(What the task asks) Locate each line in the data below that contains the word "collar", and copy those lines in full.

-- START OF Records for processing --

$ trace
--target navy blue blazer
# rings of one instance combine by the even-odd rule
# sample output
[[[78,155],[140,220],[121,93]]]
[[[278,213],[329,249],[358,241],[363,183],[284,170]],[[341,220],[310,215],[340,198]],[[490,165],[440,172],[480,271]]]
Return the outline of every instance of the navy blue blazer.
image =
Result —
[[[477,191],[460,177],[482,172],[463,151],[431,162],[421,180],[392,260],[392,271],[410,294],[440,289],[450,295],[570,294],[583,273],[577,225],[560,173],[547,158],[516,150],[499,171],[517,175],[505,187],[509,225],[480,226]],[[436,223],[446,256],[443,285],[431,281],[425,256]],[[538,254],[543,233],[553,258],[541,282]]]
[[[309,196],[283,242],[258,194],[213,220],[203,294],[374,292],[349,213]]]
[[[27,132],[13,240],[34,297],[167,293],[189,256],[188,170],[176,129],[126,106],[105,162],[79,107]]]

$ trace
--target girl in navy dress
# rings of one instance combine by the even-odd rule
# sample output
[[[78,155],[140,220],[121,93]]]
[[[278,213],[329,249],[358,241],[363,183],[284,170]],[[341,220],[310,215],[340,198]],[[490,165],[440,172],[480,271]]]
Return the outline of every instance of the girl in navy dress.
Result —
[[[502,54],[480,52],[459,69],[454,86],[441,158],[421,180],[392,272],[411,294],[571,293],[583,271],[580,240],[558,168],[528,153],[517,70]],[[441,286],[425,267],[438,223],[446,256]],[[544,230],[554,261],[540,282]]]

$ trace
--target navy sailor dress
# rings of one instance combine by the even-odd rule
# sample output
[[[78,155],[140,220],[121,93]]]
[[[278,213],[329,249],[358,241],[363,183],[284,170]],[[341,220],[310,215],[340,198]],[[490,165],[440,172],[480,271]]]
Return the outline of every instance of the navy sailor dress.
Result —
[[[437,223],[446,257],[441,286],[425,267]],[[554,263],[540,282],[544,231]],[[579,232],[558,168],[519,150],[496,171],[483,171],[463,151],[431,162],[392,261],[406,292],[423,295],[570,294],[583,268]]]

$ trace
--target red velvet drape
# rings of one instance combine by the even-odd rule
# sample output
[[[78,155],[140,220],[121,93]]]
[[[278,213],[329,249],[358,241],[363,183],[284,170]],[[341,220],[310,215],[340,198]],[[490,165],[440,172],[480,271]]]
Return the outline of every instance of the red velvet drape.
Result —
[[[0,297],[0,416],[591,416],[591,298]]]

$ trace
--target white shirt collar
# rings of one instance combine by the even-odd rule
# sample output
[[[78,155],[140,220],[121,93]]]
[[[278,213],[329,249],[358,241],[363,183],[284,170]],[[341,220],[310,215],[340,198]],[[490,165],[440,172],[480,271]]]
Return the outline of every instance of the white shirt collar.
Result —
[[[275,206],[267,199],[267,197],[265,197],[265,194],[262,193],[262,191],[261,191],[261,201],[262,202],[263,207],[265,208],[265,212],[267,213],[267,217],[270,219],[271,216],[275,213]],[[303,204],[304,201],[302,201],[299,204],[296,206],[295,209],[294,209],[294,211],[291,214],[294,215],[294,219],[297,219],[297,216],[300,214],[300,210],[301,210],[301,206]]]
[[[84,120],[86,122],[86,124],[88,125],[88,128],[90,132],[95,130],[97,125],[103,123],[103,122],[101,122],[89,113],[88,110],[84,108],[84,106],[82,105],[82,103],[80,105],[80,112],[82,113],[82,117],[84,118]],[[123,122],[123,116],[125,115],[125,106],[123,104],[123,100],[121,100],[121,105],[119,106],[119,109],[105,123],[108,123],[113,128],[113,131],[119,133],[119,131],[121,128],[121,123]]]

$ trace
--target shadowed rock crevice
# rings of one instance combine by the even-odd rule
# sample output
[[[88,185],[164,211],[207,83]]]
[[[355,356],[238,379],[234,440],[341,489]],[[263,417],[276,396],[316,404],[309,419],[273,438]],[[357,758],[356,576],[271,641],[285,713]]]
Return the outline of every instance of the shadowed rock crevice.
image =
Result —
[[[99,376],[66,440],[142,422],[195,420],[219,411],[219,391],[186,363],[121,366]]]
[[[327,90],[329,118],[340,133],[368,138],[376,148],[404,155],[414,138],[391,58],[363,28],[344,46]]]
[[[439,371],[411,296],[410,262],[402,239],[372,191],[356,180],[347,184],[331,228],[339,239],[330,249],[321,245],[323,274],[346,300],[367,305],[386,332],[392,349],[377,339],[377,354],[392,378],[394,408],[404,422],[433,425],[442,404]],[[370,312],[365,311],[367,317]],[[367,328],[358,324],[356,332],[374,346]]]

-- END OF Records for processing --

(Response below)
--target white shirt collar
Return the outline of every instance of the white shirt collar.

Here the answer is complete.